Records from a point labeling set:
»»
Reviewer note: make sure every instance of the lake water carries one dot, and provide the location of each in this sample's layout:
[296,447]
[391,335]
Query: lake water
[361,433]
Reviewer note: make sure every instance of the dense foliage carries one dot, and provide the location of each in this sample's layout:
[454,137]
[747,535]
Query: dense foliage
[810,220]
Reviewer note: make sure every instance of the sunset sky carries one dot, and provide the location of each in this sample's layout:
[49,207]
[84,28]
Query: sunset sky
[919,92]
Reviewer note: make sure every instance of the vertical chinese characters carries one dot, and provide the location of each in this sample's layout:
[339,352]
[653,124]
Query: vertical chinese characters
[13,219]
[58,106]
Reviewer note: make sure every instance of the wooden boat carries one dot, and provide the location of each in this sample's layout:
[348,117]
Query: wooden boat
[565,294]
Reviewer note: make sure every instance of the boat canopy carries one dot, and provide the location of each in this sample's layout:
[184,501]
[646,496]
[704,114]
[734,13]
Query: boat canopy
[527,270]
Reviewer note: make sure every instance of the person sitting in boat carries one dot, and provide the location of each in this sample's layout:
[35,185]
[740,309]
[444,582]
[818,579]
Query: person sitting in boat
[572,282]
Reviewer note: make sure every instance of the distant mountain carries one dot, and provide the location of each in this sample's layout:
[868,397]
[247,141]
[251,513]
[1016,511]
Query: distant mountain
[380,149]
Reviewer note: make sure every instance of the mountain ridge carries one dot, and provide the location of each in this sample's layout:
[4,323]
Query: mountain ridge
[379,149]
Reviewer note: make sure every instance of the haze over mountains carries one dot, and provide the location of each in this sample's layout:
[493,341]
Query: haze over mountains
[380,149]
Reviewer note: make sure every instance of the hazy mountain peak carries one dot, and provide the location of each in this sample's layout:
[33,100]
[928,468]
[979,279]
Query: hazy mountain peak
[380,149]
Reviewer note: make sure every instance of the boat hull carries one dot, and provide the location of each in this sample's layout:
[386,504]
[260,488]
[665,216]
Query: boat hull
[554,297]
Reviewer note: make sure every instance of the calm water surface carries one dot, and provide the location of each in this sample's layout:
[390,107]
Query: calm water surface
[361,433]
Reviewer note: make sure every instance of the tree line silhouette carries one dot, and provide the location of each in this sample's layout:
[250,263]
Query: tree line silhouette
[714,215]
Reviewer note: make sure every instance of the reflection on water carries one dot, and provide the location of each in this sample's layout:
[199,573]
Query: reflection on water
««
▸ **Stated goal**:
Write out the material exactly as given.

▸ **Exercise solution**:
Reviewer note: make sure every instance of the lake water carries one dot, and provide the location of each in this sample's layout:
[296,447]
[391,335]
Query: lake water
[361,433]
Reviewer note: make sure every instance of the dense foliage carries one dot, and provide the location of each in this sample's layout:
[454,137]
[747,535]
Query: dense foliage
[810,220]
Reviewer note: make sure every instance of the sunset sky carries one dot, and provide the location of each in this sample's layout:
[49,207]
[84,28]
Query: sunset sky
[919,92]
Reviewer note: make sure every instance of the vertical chinese characters carries one dot, and provide the location of each in this sample's layout:
[339,352]
[653,124]
Query: vertical chinese characters
[13,219]
[58,106]
Reviewer note: make sure every instance of the wooden boat carries one dot, and provide the location of each in this sample's layout:
[348,117]
Query: wooden boat
[565,294]
Reviewer note: make sure every instance of the boat canopy carries one dot, and provide the location of each in this sample's layout:
[184,501]
[646,496]
[704,114]
[734,13]
Query: boat canopy
[527,270]
Reviewer note: make sure every instance of the person sitting in boat carries one dot, and provide the location of each in this sample's layout:
[35,185]
[740,309]
[444,582]
[818,579]
Query: person sitting in boat
[572,282]
Reviewer note: make sure every instance of the distant mountain carries one dot, and provide the location of each in this sample's layout:
[868,397]
[247,141]
[251,513]
[1016,511]
Query: distant mountain
[380,149]
Reviewer note: make sure every instance of the mountain ridge carries one dot, and provide the location of each in this sample's layout:
[4,323]
Query: mountain ridge
[379,149]
Reviewer note: make sure every instance of the haze over mountains carries one dot, and provide the location of each in this sample's layout:
[493,341]
Query: haze over mountains
[380,149]
Reviewer note: make sure every instance of the hazy mountain peak carries one dot, and provide the location of each in this sample's layout:
[33,100]
[928,468]
[979,279]
Query: hazy mountain peak
[380,149]
Reviewer note: make sure every instance of the boat hull carries one dot, and provide the location of each in this sample's layout:
[386,504]
[260,488]
[665,216]
Query: boat hull
[554,297]
Reviewer note: make sure every instance of the calm water surface carries one dot, and provide the location of each in this sample's layout:
[390,107]
Query: calm water surface
[361,433]
Reviewer note: make sure every instance of the tree line silhouette carries one dot, and provide the location of each in this sample's layout:
[250,263]
Query: tree line silhouette
[714,215]
Reviewer note: make sure every instance of the reflection on water carries one dot, and provide the location of each in this sample's layout:
[199,573]
Query: reflection on water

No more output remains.